• Exercise instructions
Convert every line of the entries below into a JSON list of strings, one string per line, and leave out the blank lines.

++++ Entries shown ++++

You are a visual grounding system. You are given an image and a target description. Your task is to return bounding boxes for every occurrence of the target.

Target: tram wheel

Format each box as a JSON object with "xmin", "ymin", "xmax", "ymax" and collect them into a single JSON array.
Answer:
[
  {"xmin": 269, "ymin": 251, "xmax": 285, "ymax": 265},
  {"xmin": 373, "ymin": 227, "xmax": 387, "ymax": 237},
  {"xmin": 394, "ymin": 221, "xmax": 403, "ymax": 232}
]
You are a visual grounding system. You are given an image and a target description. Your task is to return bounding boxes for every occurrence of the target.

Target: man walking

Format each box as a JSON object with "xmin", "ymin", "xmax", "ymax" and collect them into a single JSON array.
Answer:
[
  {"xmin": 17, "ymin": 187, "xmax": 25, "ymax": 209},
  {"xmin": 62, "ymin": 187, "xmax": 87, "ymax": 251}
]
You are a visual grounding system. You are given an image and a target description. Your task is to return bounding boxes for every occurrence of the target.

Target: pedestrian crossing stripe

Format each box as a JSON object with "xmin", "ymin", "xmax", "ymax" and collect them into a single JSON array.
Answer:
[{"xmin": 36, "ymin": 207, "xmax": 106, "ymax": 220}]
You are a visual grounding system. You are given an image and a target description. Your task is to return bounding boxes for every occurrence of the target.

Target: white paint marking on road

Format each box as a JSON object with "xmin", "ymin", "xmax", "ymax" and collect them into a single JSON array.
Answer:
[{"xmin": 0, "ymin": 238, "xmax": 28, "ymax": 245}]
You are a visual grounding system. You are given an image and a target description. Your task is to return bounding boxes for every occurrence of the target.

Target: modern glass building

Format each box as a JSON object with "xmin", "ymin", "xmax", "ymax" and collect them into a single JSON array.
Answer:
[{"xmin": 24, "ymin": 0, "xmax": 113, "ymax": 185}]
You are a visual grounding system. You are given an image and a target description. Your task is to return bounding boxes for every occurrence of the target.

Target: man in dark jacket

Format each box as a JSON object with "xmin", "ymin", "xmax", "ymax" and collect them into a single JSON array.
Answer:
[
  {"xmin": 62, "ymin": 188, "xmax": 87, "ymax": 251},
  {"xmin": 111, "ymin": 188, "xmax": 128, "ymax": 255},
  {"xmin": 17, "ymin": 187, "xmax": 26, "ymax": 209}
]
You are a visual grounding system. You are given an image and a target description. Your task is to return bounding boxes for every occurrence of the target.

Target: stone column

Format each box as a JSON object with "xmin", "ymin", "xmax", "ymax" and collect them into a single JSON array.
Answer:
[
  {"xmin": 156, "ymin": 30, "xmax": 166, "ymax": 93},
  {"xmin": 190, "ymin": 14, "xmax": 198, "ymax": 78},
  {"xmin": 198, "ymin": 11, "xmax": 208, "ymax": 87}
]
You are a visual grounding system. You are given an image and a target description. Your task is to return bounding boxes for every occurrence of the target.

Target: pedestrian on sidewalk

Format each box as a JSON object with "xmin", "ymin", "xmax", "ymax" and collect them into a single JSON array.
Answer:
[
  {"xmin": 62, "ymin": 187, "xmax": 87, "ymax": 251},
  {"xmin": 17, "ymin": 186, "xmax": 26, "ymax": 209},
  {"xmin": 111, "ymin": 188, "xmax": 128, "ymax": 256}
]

++++

• Written response
[
  "You are a visual grounding system. You are given an image and a target description. Your task is to return bounding boxes for every occurrence of the target.",
  "Target: tram wheel",
  "Format each box as a JSON object with \"xmin\", \"ymin\", \"xmax\", \"ymax\" and collect them into a single JSON array.",
  "Answer:",
  "[",
  "  {\"xmin\": 269, \"ymin\": 251, \"xmax\": 285, \"ymax\": 265},",
  "  {\"xmin\": 373, \"ymin\": 227, \"xmax\": 387, \"ymax\": 237},",
  "  {\"xmin\": 394, \"ymin\": 221, \"xmax\": 403, \"ymax\": 232}",
  "]",
  "You are a visual grounding system. You are given an image and a target description. Your task is to return bounding boxes for every occurrence of the target.",
  "Target: man walking",
  "Format each box as a JSON object with \"xmin\", \"ymin\", \"xmax\", \"ymax\" and collect them into a single JSON array.",
  "Answer:",
  "[",
  "  {\"xmin\": 17, \"ymin\": 187, \"xmax\": 25, \"ymax\": 209},",
  "  {\"xmin\": 62, \"ymin\": 187, \"xmax\": 87, \"ymax\": 251}",
  "]",
  "You are a visual grounding system. You are given an image and a target description. Your task is to return bounding boxes for every occurrence of the target.",
  "Target: pedestrian crossing stripe",
  "Format each box as a JSON object with \"xmin\", \"ymin\", \"xmax\", \"ymax\" and collect them into a single JSON array.",
  "Answer:",
  "[{\"xmin\": 36, \"ymin\": 207, \"xmax\": 106, \"ymax\": 220}]",
  "You are a visual grounding system. You are given an image and a target description. Your task is to return bounding boxes for every occurrence of the target.",
  "Target: white paint marking on road",
  "Format each box as a JSON object with \"xmin\", \"ymin\", \"xmax\", \"ymax\" and collect them into a single JSON array.",
  "Answer:",
  "[{\"xmin\": 0, \"ymin\": 238, \"xmax\": 28, \"ymax\": 245}]",
  "You are a visual grounding system. You are given an image and a target description. Your task is to return bounding boxes for every occurrence of the target.",
  "Target: modern glass building",
  "Format each box as a JSON object with \"xmin\", \"ymin\", \"xmax\", \"ymax\" and collect them into a single JSON array.",
  "Answer:",
  "[{\"xmin\": 24, \"ymin\": 0, \"xmax\": 113, \"ymax\": 185}]",
  "You are a visual grounding system. You are given an image and a target description. Your task is to return bounding boxes for every occurrence of the target.",
  "Target: man in dark jacket",
  "Format each box as a JSON object with \"xmin\", \"ymin\", \"xmax\", \"ymax\" and collect them into a single JSON array.",
  "Answer:",
  "[",
  "  {\"xmin\": 62, \"ymin\": 188, \"xmax\": 87, \"ymax\": 251},",
  "  {\"xmin\": 111, \"ymin\": 188, \"xmax\": 128, \"ymax\": 255},",
  "  {\"xmin\": 17, \"ymin\": 187, \"xmax\": 26, \"ymax\": 209}",
  "]",
  "You are a visual grounding system. You are given an image and a target description. Your task is to return bounding boxes for every occurrence of the target.",
  "Target: stone column",
  "Format each box as a JSON object with \"xmin\", \"ymin\", \"xmax\", \"ymax\" and collect them into a single JSON array.",
  "Answer:",
  "[",
  "  {\"xmin\": 156, \"ymin\": 30, \"xmax\": 166, \"ymax\": 93},",
  "  {\"xmin\": 190, \"ymin\": 14, \"xmax\": 198, \"ymax\": 78},",
  "  {\"xmin\": 198, \"ymin\": 11, \"xmax\": 208, \"ymax\": 87}",
  "]",
  "You are a visual grounding system. You are given an image and a target description. Your task is to return bounding boxes for every occurrence of the target.",
  "Target: pedestrian on sidewalk",
  "Format each box as a JSON object with \"xmin\", \"ymin\", \"xmax\", \"ymax\" and collect them into a single JSON array.",
  "Answer:",
  "[",
  "  {\"xmin\": 62, \"ymin\": 187, \"xmax\": 87, \"ymax\": 251},",
  "  {\"xmin\": 17, \"ymin\": 186, \"xmax\": 26, \"ymax\": 209},",
  "  {\"xmin\": 111, \"ymin\": 188, \"xmax\": 128, \"ymax\": 256}",
  "]"
]